▶ [Listed entries]:

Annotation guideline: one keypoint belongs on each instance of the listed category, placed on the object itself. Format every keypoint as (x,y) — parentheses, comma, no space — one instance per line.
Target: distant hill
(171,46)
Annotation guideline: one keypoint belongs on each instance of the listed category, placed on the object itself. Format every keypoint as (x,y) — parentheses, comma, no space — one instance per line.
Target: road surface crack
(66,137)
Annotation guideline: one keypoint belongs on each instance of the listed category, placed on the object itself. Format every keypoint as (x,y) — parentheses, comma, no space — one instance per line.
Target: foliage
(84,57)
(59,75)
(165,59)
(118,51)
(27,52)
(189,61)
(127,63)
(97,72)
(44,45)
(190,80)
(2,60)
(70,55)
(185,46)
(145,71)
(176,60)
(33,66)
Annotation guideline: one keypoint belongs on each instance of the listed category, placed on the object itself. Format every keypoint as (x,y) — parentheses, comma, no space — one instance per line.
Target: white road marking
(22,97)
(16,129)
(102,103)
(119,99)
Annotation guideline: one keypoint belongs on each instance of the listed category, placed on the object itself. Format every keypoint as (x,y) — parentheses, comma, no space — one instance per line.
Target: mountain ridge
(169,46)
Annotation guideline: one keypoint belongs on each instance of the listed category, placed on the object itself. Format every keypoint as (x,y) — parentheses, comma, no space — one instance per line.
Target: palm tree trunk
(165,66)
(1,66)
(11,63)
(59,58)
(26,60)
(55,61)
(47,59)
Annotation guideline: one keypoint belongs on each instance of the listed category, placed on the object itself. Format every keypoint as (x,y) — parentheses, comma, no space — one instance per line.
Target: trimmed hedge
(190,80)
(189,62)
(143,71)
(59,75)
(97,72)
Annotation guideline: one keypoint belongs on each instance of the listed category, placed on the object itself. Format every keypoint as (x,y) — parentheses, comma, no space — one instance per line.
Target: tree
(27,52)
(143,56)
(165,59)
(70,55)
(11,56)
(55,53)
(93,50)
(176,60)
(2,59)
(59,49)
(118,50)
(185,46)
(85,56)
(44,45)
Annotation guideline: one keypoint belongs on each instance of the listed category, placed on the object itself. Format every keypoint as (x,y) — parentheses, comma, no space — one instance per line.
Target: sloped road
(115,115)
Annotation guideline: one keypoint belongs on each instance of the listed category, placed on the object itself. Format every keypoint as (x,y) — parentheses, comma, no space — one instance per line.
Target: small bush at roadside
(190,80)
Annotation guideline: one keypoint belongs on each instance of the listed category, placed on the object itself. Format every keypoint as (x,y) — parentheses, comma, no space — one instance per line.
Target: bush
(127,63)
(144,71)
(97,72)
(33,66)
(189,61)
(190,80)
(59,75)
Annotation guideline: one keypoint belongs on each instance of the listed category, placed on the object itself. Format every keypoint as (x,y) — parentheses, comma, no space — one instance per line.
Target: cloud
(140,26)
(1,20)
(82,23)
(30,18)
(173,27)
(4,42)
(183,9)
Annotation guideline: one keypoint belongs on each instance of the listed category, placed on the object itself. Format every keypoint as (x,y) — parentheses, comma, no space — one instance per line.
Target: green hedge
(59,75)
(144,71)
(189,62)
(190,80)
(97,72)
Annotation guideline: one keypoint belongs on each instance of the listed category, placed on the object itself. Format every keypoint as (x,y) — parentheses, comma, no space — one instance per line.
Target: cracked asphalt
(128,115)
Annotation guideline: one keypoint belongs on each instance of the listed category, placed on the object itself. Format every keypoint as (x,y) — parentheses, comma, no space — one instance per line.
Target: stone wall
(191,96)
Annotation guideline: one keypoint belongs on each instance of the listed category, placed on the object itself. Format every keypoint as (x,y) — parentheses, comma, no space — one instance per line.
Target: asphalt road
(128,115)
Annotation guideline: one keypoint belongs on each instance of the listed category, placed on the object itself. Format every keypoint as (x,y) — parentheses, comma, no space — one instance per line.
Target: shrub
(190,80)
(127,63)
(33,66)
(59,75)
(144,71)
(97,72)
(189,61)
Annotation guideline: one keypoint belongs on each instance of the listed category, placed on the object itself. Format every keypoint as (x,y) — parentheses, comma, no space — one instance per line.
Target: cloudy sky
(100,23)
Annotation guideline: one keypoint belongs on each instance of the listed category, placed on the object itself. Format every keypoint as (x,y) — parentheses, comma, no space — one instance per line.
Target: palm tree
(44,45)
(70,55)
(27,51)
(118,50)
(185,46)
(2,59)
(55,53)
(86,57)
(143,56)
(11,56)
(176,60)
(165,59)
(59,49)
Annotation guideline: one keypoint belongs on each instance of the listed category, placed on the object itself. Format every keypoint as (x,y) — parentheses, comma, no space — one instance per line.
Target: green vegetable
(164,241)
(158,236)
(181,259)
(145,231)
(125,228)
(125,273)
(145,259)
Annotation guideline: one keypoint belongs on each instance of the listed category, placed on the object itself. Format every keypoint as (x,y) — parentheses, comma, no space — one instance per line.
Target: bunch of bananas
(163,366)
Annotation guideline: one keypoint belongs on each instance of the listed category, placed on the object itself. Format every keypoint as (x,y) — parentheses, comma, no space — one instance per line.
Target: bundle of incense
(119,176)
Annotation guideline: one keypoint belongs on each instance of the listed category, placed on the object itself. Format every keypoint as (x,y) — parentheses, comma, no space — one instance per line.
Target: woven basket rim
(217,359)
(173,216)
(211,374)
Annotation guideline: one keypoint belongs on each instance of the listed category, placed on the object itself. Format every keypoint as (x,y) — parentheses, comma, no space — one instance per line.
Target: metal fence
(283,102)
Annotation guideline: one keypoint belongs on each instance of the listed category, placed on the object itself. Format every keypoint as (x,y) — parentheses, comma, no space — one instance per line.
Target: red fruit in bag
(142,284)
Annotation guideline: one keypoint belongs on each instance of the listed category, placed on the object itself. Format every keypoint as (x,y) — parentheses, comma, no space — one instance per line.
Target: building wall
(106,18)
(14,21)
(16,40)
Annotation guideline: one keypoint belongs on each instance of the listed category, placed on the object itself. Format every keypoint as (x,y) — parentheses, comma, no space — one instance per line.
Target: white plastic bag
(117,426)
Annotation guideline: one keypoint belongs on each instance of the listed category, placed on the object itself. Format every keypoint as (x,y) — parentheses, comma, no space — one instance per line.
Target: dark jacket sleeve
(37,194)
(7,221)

▶ [Exercise prompt]: Please copy out every entry exactly, with nothing omitted.

▶ [Solution below]:
Annotation guideline: one keypoint belongs on each instance of the listed category, placed on the object itself. Format every keypoint as (x,y) — parentheses, comma, no space — one instance per line.
Target: distant hill
(171,46)
Annotation guideline: one keypoint belongs on each instance of the listed category, placed on the object itself. Format every keypoint as (x,y) — parentheses, comma, no space — one instance per line.
Target: road surface crack
(66,137)
Annotation guideline: one keypoint belongs on each instance of the listed category, placed on the object itself. Format every keypoint as (x,y) — parentheses, comma, no space — one instance per line.
Target: foliage
(84,57)
(59,75)
(165,59)
(118,51)
(27,52)
(189,61)
(127,63)
(97,72)
(44,45)
(190,80)
(2,60)
(70,55)
(185,46)
(145,71)
(176,60)
(33,66)
Annotation guideline: one keypoint belongs on each instance of the listed category, placed on the object itself. Format every keypoint as (x,y) — parentheses, comma, no space — one instance per line.
Target: white road marking
(22,97)
(16,129)
(102,103)
(119,99)
Annotation guideline: one keypoint belongs on each instance of the listed category, placed on the object itself. Format every keypoint as (x,y) — parentheses, comma, no space — one instance per line.
Target: mountain ridge
(169,46)
Annotation guideline: one keypoint belongs on each instance of the listed category, placed on the object itself. Format every keypoint as (x,y) — parentheses, comma, no space — one instance per line.
Target: palm tree trunk
(165,66)
(1,66)
(11,63)
(59,58)
(26,60)
(55,61)
(47,59)
Annotation guideline: one keypoint belongs on each instance of the listed category, placed on the object itself. Format every keypoint as (x,y) — parentheses, comma, no space — one instance per line.
Target: trimmed hedge
(190,80)
(189,62)
(143,71)
(59,75)
(97,72)
Annotation guideline: one keypoint belongs on each instance of the listed category, placed on the object itself. Format every keypoint as (x,y) — parentheses, comma, no space — one instance per line.
Target: tree
(27,52)
(143,56)
(165,59)
(70,55)
(11,56)
(55,53)
(93,50)
(176,60)
(2,59)
(59,49)
(118,50)
(185,46)
(85,56)
(44,45)
Annotation guideline: one keypoint belongs on each instance of the listed category, placed on the object itself. Format every keypoint as (x,y) — parentheses, comma, no space — one instance per line.
Target: sloped road
(115,115)
Annotation guideline: one keypoint belongs on each instance of the listed category, placed on the object itself. Format every keypoint as (x,y) — parentheses, comma, no space — one instance per line.
Target: small bush at roadside
(190,80)
Annotation guideline: one keypoint belongs on each instance of the listed category, placed on the object itself. Format every keypoint as (x,y) — parentheses, comma, no space — one instance per line.
Target: bush
(127,63)
(144,71)
(97,72)
(33,66)
(189,61)
(190,80)
(59,75)
Annotation guideline: one keypoint belongs on each instance of the listed category, placed on the object itself. Format every keypoint as (x,y) — parentheses, comma, no space — one instance per line.
Target: cloud
(140,26)
(1,20)
(82,23)
(30,18)
(173,27)
(4,42)
(183,9)
Annotation guideline: one keypoint belongs on each instance of the listed category, placed on the object itself. Format every keypoint as (x,y) — parentheses, comma, no space — one instance per line.
Target: green hedge
(59,75)
(144,71)
(189,62)
(190,80)
(97,72)
Annotation guideline: one keypoint belongs on each instance of the listed category, placed on the object itself. Format every keypoint as (x,y) — parentheses, comma, no space — one instance per line.
Target: cracked asphalt
(128,115)
Annotation guideline: one keypoint belongs on each instance of the listed category, placed on the object itself. Format every keypoint as (x,y) — parentheses, comma, no space — one instance per line.
Target: stone wall
(191,96)
Annotation guideline: one keypoint belongs on each instance of the listed category, placed on the object itself. Format every keypoint as (x,y) — parentheses, comma, no space — one instance per line.
Target: asphalt road
(128,115)
Annotation guideline: one keypoint belongs on each instance of the listed category, placed on the object itself. Format every keypoint as (x,y) — parentheses, comma, no space — one instance per line.
Target: shrub
(190,80)
(127,63)
(33,66)
(59,75)
(144,71)
(97,72)
(189,61)
Annotation guideline: one keypoint belongs on each instance of the listed category, placed on the object itself. Format every keypoint as (x,y) — parentheses, comma, no space — one instance per line.
Target: cloudy sky
(100,23)
Annotation guideline: one keypoint belongs on each instance of the listed category, placed on the object itself. Format every keypoint as (x,y) — parentheses, comma, no space — one instance per line.
Target: palm tree
(44,45)
(70,55)
(27,51)
(118,50)
(185,46)
(2,59)
(55,53)
(86,57)
(143,56)
(11,56)
(176,60)
(165,59)
(59,49)
Annotation guideline: one keypoint belongs on each instance of the listed category, placed on the object itself. Format every keypoint as (x,y) — parentheses, comma, no space — one instance per line.
Target: green vegetable
(164,241)
(158,236)
(181,259)
(145,231)
(125,228)
(125,273)
(145,259)
Annotation guideline: one keypoint belongs on each instance of the listed category, placed on the object itself. Format every keypoint as (x,y) — parentheses, comma, no space — one instance per line.
Target: bunch of bananas
(163,366)
Annotation guideline: one keypoint belongs on each instance of the listed category, placed on the object itself. Format every keypoint as (x,y) — parentheses, comma, no space — one instance per line.
Target: bundle of incense
(119,176)
Annotation guideline: one keypoint belongs on each instance of the listed category, placed on the object itself. Format every keypoint as (x,y) — parentheses, comma, no space — one instance per line.
Target: woven basket rim
(217,359)
(173,216)
(211,374)
Annotation guideline: one keypoint belongs on each instance of the listed category, placed on the object itself. Format every keypoint as (x,y) — parentheses, comma, no space — one instance per line.
Target: metal fence
(283,102)
Annotation guideline: one keypoint belongs on each instance of the listed category, placed on the object itself. Format every keypoint as (x,y) — parentheses, comma, no space — one instance per line.
Target: red fruit in bag
(142,284)
Annotation guideline: one keypoint belongs on each instance of the listed category, placed on the object itself. Format every keypoint as (x,y) — parentheses, comma, no space — one instance per line.
Target: building wall
(106,18)
(14,21)
(16,40)
Annotation guideline: one keypoint belongs on each instance of the listed category, placed on the object itself. Format every keypoint as (x,y) — parentheses, comma, no space — one instance per line.
Target: white plastic bag
(117,426)
Annotation guideline: one keypoint belongs on each instance of the listed category, placed on the object itself. Format every keypoint as (x,y) — parentheses, comma, no space — one instance per line.
Target: dark jacket sleeve
(37,194)
(7,221)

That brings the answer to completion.